- _ОТРЫВОК_
----

9 марта 2016Литература
274

Непрерывность звучания

Юрий Сапрыкин о книге Анны Наринской «Не зяблик»

текст: Юрий Сапрыкин
Detailed_picture© Василий Русанов

Критик в общепринятом представлении — надменный и вредный субъект, раздающий оплеухи Настоящим Творцам, которым он не ровня; эта концепция не лишена оснований, но как минимум в одном отношении неполна: критик способен отрефлексировать эту ситуацию, увидеть ее со стороны. Считать рецензента могущественным, влиятельным (и при этом не ведающим, что творит) — привилегия читателей, для автора уверенность в своих полномочиях — верный путь к провалу, особенно в России, где статус традиционных СМИ наиболее плачевен, особенно сегодня, когда у каждого есть собственный аккаунт и свое безапелляционное мнение по любому вопросу. И напротив — трезвое осознание онтологической ущербности этой профессии позволяет не без блеска ее отыграть и вообще дает известную свободу. Кинокритик The New York Times А.О. Скотт, только что выпустивший сборник критических эссе о профессии критика «Better Living Through Criticism», несколько лет назад имел несчастье разнести на страницах газеты фильм «Мстители» — после чего актер Сэмюел Л. Джексон устроил ему выволочку в Твиттере, фильм стал одним из самых кассовых в истории, а Скотт получил возможность написать эссе о границах и издержках собственного ремесла и издать его под красивой обложкой.

----

- _РАЗДЕЛ НАБОРА ДАННЫХ_
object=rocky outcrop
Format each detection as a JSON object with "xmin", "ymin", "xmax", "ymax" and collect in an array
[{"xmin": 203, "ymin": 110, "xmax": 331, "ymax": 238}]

----

- _ЗАДАНИЕ A_
Перечислите всех людей, названных по имени в отрывке о книге «Не зяблик».
- _ЗАДАНИЕ B_
Продолжите отрывок о книге «Не зяблик» с последнего приведенного предложения.
Материал существует отдельно и к отрывку не относится.

- _РЕЗУЛЬТАТ УПРАЖНЕНИЯ A_
Юрий Сапрыкин, Анна Наринская, Василий Русанов, А.О. Скотт, Сэмюел Л. Джексон.

- _РЕЗУЛЬТАТ УПРАЖНЕНИЯ B_
Одно из неизбежных ограничений этого занятия — срок жизни текстов: как пела группа The Rolling Stones, who needs yesterday's papers. Попытка отправить в вечность старые, написанные по случаю заметки редко заканчивается удачей, и дело даже не в том, что устаревает повод: сама реакция, вскользь высказанная мысль обрастают собственной историей; превращаются в банальность, или остаются привязанными к давно прошедшему времени, или подвергаются ревизии. С этой точки начинается сборник текстов Анны Наринской, книжного критика «Коммерсанта»: возможность открыто отчитаться, прошли ли газетные тексты пресловутую проверку временем, — неплохой повод, чтобы извлечь их с желтеющих страниц, заново скомпоновать, придумать новый контекст и драматургию — вот и книга готова, почему нет.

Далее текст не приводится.